Directions for this task
Format every record below as a two-column CSV with the header input,output, one row per record. Put the record's text under input and its answer under output, enclosing each field in double quotes and replacing line breaks with spaces.

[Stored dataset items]
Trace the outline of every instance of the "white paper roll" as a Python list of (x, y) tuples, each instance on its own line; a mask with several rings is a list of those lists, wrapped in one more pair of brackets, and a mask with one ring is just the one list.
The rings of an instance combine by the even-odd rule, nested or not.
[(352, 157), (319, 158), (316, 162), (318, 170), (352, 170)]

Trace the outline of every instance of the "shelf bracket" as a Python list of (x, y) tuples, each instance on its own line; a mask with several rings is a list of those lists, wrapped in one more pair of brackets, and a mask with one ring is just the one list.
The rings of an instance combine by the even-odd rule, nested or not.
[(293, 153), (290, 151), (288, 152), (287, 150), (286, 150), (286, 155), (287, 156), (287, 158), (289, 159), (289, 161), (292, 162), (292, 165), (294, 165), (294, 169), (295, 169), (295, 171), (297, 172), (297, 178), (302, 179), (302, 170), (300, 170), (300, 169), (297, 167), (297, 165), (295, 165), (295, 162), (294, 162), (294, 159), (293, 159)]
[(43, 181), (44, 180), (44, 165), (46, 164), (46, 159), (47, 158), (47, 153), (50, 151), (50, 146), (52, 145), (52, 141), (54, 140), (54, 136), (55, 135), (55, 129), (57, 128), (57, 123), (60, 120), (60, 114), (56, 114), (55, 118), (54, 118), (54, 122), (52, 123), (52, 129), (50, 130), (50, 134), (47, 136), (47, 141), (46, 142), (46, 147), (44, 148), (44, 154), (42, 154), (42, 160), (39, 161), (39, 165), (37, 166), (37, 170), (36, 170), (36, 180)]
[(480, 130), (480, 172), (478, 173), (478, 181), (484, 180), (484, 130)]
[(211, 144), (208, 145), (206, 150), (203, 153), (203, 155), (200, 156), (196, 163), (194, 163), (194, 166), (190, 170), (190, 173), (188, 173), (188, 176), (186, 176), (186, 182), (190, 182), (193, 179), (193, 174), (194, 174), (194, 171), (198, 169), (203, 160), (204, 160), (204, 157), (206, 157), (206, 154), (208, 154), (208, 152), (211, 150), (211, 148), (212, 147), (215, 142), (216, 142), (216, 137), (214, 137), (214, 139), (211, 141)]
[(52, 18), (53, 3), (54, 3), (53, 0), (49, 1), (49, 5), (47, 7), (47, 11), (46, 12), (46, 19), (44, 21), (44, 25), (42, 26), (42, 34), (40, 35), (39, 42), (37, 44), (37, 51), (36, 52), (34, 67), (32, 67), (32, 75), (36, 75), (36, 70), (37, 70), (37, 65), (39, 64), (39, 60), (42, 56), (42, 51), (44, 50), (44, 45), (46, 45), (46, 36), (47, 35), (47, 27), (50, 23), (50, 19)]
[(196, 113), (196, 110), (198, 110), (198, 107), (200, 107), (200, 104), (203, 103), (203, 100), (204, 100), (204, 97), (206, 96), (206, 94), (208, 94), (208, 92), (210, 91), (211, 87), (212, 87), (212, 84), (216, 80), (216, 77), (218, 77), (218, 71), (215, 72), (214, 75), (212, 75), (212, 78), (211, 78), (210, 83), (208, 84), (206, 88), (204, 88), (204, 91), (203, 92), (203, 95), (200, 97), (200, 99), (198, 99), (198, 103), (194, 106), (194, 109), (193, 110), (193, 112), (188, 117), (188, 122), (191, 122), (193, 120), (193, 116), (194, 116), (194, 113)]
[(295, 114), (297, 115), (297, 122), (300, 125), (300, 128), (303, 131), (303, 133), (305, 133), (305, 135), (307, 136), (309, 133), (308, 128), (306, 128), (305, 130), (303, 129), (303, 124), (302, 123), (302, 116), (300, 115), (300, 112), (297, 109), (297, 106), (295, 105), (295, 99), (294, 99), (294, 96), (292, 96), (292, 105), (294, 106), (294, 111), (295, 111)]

Task output
input,output
"Trace the outline of every instance of the ""white paper roll"" as a Python list of (x, y) tuples, each instance on its own line; a mask with several rings is a list of those lists, wrapped in one more pair of brackets, and a mask with one ring is just the one list. The rings of an instance combine by the even-odd rule, nested or not.","[(352, 157), (319, 158), (316, 162), (318, 170), (352, 170)]"
"Trace the outline of every instance of the ""shelf bracket"" as a Python list of (x, y) tuples, each instance on its own line; a mask with several rings is a list of those lists, wrapped in one more pair of brackets, and a mask with one ring is just the one list. The rings of an instance combine by the even-odd rule, nested or not.","[(293, 153), (290, 151), (288, 152), (287, 150), (286, 150), (286, 155), (287, 156), (287, 158), (289, 159), (289, 161), (292, 162), (292, 165), (294, 165), (294, 169), (295, 169), (295, 171), (297, 172), (297, 178), (302, 179), (302, 170), (300, 170), (300, 169), (297, 167), (297, 165), (295, 165), (295, 162), (294, 162), (294, 159), (293, 159)] [(43, 181), (44, 180), (44, 165), (46, 164), (46, 159), (47, 158), (47, 153), (50, 151), (50, 146), (52, 145), (52, 141), (54, 140), (54, 136), (55, 135), (55, 129), (57, 128), (57, 123), (60, 120), (60, 114), (56, 114), (55, 118), (54, 118), (54, 122), (52, 123), (52, 129), (50, 130), (50, 134), (47, 136), (47, 141), (46, 142), (46, 147), (44, 148), (44, 154), (42, 154), (42, 160), (39, 161), (39, 165), (37, 166), (37, 170), (36, 170), (36, 180)] [(480, 130), (480, 172), (478, 173), (478, 181), (484, 180), (484, 130)] [(211, 144), (208, 145), (206, 150), (203, 153), (203, 155), (200, 156), (196, 163), (194, 163), (194, 166), (190, 170), (190, 173), (188, 173), (188, 176), (186, 176), (186, 182), (190, 182), (193, 179), (193, 174), (194, 174), (194, 171), (198, 169), (203, 160), (204, 160), (204, 157), (206, 157), (206, 154), (208, 154), (208, 152), (211, 150), (211, 148), (212, 147), (215, 142), (216, 142), (216, 137), (214, 137), (214, 139), (211, 141)] [(52, 18), (53, 3), (54, 3), (53, 0), (49, 1), (49, 5), (47, 7), (47, 11), (46, 12), (46, 19), (44, 21), (44, 25), (42, 26), (42, 34), (40, 35), (39, 42), (37, 44), (37, 51), (36, 52), (34, 67), (32, 67), (32, 75), (36, 75), (36, 70), (37, 70), (37, 65), (39, 64), (39, 60), (42, 56), (42, 51), (44, 50), (44, 45), (46, 45), (46, 36), (47, 35), (47, 27), (50, 23), (50, 19)] [(196, 113), (196, 110), (198, 110), (198, 107), (200, 107), (200, 104), (203, 103), (203, 100), (204, 100), (204, 97), (206, 96), (206, 94), (208, 94), (208, 92), (210, 91), (211, 87), (212, 87), (212, 84), (216, 80), (216, 77), (218, 77), (218, 71), (215, 72), (214, 75), (212, 75), (212, 78), (211, 78), (210, 83), (208, 84), (206, 88), (204, 88), (204, 91), (203, 92), (203, 95), (200, 97), (200, 99), (198, 99), (198, 103), (194, 106), (194, 109), (193, 110), (193, 112), (188, 117), (188, 122), (191, 122), (193, 120), (193, 116), (194, 116), (194, 113)] [(295, 114), (297, 115), (297, 122), (300, 125), (300, 128), (303, 131), (303, 133), (305, 133), (305, 135), (307, 136), (309, 133), (308, 128), (306, 128), (305, 130), (303, 129), (303, 124), (302, 123), (302, 116), (300, 115), (300, 112), (297, 109), (297, 106), (295, 105), (295, 99), (294, 99), (294, 96), (292, 96), (292, 105), (294, 106), (294, 111), (295, 111)]"